═══ Excerpted text

NACOGDOCHES, Texas – Special guests Norm Hitzges and Donovan Lewis, cohosts on Dallas sports radio station The Ticket, recently videoconferenced with Stephen F. Austin State University mass communication students about career expectations.
The pair shared their knowledge and experience while answering student’s questions, which included how to adapt to an audience and finding new story angles in the midst of COVID-19.
SFA mass communication students are required to take a capstone course in broadcast. Due to the pandemic, the course was altered this spring to an online format, where special guests were invited to speak with students digitally about their careers.
Dr. Casey Hart, SFA associate professor of mass communication, said he followed the lead of several national television programs, like “Good Morning America,” in making the online shift.
“We transitioned the students’ assignments to take advantage of mobile technology that allows students to produce content where they are,” Hart said. “As online news delivery becomes more and more prevalent, it’s important that our students are experienced and comfortable working remotely.”
Hart also is leveraging his association with several of SFA’s successful radio/TV alumnae to help with the class. Natalie Haddad, associate producer for Fox 4 Dallas; Erika Bazaldua, anchor and producer for “Good Morning East Texas” in Tyler; and Hunter Sowards, anchor for KUSI in San Diego, California; have all participated in video conferencing with students during the capstone course.
“During this time of social distancing, I think it’s important to provide a way for students who are about to enter media to see how other journalists and media professionals are dealing with the COVID-19 situation,” Hart said.

══════
═══ Dataset section

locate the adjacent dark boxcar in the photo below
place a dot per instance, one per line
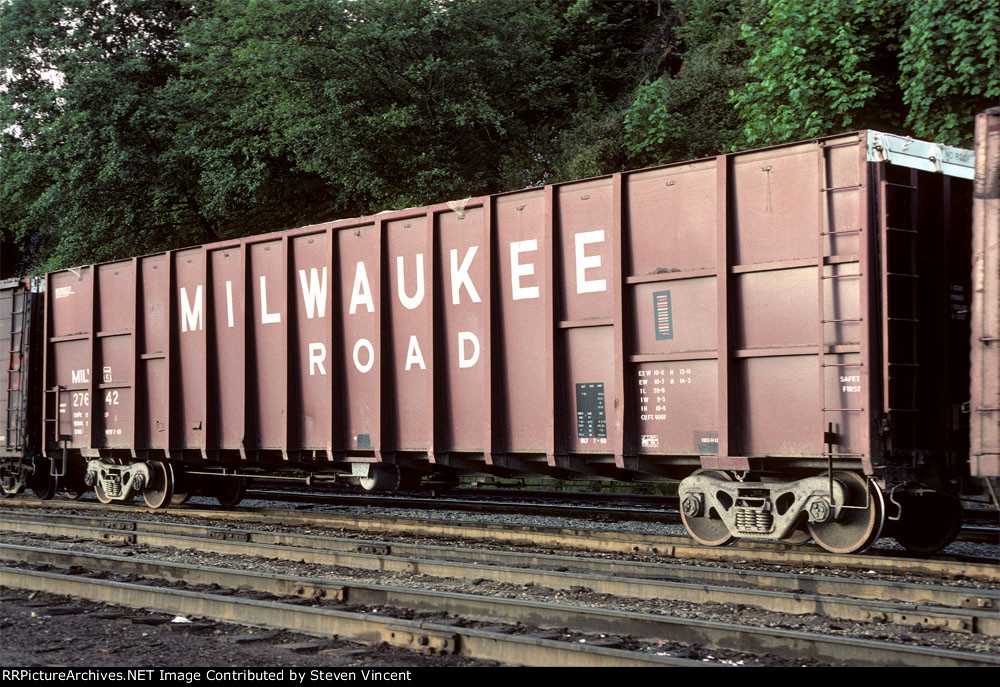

══════

**Tasks to complete:**
1. In the article about the SFA broadcast capstone course, translate this sentence into Spanish: "SFA mass communication students are required to take a capstone course in broadcast."
2. Write the next part of the article about the SFA broadcast capstone course, picking up after its final sentence.

**Responses by item number:**
1. Los estudiantes de comunicación de masas de SFA deben tomar un curso final integrador de radiodifusión.

2.
For students, the opportunity to interact with peers has been a semester highlight. Korbyn Lee, a senior radio/TV major, said she appreciates the way her professors are working hard to help ensure students are getting the most from this unique situation.
“I think the most important part of talking with professionals is it makes you realize, especially in the field of radio/TV, everyone has to work their way up,” Lee said. “These mentors have discussed how every job is important, and in order to advance, you need to understand and have experience in a variety of areas within the profession.”
In addition to the broadcasting capstone course, Sherry Williford, mass communication instructor, has videoconferenced with Kara Sewell, SFA alumna and WFAA anchor, for her broadcast performance class. Sewell shared insight and experience with the students, giving them the inside scoop on what it’s like to be an anchor.
Other students said they have enjoyed meeting media professionals who have been an inspiration to them. For Collin Maxwell, senior radio/TV major, growing up listening to Hitzges and Lewis made it even more exciting to speak with them.
“These meetings allow us to hone in on what specific fields we want to work in upon graduation, and it gives us a chance to understand how our field truly works,” Maxwell said.